(Natural language region descriptions)
________________
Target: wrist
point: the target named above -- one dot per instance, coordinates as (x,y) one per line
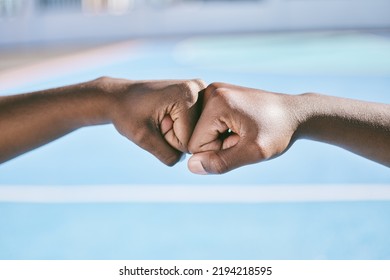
(302,109)
(109,93)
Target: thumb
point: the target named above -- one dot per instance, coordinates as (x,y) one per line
(153,141)
(222,161)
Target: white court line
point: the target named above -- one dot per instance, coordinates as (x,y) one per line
(193,194)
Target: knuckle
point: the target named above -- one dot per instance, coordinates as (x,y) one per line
(199,83)
(262,149)
(171,159)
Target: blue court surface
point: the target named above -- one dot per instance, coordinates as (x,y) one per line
(94,195)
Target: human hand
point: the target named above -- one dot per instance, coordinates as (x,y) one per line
(158,116)
(262,126)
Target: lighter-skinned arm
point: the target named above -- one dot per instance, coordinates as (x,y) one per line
(240,126)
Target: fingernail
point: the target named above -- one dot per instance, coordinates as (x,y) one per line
(196,167)
(182,157)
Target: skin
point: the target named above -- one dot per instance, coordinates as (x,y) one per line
(159,116)
(241,126)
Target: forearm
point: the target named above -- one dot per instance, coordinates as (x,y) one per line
(30,120)
(358,126)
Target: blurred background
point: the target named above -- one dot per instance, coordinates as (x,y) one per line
(94,195)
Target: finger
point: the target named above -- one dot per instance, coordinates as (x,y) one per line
________________
Could you return all lines from the records that include the word "court"?

Target: white court line
Target: blue court surface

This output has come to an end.